Вообще творилось невероятное: начальник станции тоже скрылся, и теперь я был назначен распоряжаться последними поездами перед всеобщей забастовкой, как избранный представитель громадного района многих станций и железнодорожных мастерских.
Я сидел на телеграфе и ежеминутно со всех концов России получал информации о ходе событий на фронте революции, приветствия организациям, наказы, требования, инструкции.
И, захватив телеграммы, бежал на собрания делать доклады, говорить речи.
Рабочие наполнили улицы, пели марсельезу, спрашивали – что делать дальше. Выжидали.
Начались выборы в Исполнительный Забастовочный Комитет.
Тайным голосованием всего громаднейшего района я получил большинство и стал председателем Комитета, состоящего из пяти руководителей.
Поезда остановились, за исключением тех, что возили продовольствие.
Дни и ночи происходят Митинги, выносятся резолюции об углублении революции.
Заводский театр стал центром сборищ.
Товарищи в шутку называли меня «президентом Урала» вероятно потому, что был избран председателем Комитета и каждый раз был избираем в председатели на сплошных собраниям,
И говорю об этом не с гордостью, а с глубокой горечью: как, значит, мало было подготовленных, истинных руководителей великого движения, если я, совсем молодой и малознающий, вдруг попал в «президенты Урала».
И где?
В колоссальном рабочем округе.
Правда, здесь были и настоящие политики – социал-демократы и социалисты-революционеры, но они были слабые, «лирические» руководители, без огня и пафоса, и никаким влиятельным авторитетом у массы не пользовались.
===
* Задание *
Напишите, пожалуйста, продолжение отрывка о забастовке на Урале, начиная сразу после его последнего предложения.
===
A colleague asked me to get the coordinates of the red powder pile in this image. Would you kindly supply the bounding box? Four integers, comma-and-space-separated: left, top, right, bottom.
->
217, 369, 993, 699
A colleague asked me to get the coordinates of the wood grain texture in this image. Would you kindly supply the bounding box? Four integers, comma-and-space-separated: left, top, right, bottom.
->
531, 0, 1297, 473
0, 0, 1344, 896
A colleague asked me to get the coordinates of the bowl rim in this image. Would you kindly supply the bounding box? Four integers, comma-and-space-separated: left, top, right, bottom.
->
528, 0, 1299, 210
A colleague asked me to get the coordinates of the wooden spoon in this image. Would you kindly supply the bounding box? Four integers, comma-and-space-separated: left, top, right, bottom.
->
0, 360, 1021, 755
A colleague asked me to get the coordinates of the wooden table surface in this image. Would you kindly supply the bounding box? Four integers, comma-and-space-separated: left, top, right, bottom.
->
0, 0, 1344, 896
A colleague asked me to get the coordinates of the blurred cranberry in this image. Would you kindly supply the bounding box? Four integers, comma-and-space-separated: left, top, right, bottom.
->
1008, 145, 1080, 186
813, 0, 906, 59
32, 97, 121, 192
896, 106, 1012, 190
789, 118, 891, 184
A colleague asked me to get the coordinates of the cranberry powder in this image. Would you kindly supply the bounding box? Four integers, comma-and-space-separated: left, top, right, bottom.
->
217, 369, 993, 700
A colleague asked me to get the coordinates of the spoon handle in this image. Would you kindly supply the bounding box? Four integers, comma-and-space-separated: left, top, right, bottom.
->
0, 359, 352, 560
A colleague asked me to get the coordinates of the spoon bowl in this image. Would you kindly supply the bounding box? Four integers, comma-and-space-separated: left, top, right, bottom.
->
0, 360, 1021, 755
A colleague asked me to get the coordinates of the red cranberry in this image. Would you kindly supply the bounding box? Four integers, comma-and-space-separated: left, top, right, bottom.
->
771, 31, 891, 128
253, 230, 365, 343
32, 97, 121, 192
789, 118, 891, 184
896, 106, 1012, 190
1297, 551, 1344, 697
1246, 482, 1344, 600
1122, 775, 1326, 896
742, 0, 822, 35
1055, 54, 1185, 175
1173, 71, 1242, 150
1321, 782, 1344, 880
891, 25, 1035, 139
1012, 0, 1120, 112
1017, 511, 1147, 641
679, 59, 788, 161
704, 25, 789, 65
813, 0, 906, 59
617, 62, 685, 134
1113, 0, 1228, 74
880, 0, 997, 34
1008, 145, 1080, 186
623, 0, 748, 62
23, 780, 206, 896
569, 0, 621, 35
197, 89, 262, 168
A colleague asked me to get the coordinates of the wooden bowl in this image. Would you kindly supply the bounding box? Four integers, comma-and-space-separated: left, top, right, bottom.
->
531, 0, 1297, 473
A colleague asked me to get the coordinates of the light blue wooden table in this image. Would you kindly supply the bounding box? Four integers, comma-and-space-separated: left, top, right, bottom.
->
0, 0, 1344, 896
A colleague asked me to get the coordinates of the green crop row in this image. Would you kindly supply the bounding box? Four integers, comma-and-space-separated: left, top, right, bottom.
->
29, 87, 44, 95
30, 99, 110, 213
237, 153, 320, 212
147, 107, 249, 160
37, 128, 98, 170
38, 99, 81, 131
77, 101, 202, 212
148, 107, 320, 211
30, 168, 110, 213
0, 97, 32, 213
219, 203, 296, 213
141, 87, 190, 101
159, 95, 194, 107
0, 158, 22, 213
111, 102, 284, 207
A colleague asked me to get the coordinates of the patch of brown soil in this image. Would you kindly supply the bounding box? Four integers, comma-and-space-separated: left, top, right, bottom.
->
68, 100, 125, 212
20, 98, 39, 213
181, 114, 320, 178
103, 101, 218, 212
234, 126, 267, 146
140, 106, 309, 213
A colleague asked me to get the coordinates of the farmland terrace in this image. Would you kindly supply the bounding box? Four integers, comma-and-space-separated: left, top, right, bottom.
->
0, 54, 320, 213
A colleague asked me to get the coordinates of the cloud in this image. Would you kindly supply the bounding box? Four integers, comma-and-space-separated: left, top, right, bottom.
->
===
* Ответ *
Их выступления отличались бледностью, неуверенностью, пассивностью.
Создавалось впечатление – будто они сами не ожидали подобных событий, будто растерялись и ждали неизвестно чего.
Таким образом, рабочая масса оставалась без руководителей и было ясно, что из тагильской революции ничего не выйдет, да и в других местах, судя по телеграммам, было не лучше.
Из пяти лиц нашего Комитета активно, по существу, работал я – один, а четверо вроде, как «задумались», – стали тихими и безучастными.
Я кричал:
– Этак мы провалим революцию! Что же получится? Полиция возьмет нас за уши, как озорных детей, и потащит в тюрьму.
Так и вышло.
Из Перми получил первые, тревожные телеграммы: «Петербург спасовал, начался белый террор, Пермь усмиряют казаки».
И нигде ни слова о вооруженном., сопротивлении.
Запрашиваю – как быть? Молчат.
Думал: вот тебе и бескровная революция, вот тебе и «царский манифест для известных мест», как острил в «Пулемете» Н. Шебуев.
А ночью меня, моего заместителя и секретаря схватила врасплох полиция и посадила в тагильскую тюрьму.
Просидели три дня, а на четвертый к тюрьме привалила густая рабочая масса и, несмотря на охрану 50-ти, солдат, освободила арестованных.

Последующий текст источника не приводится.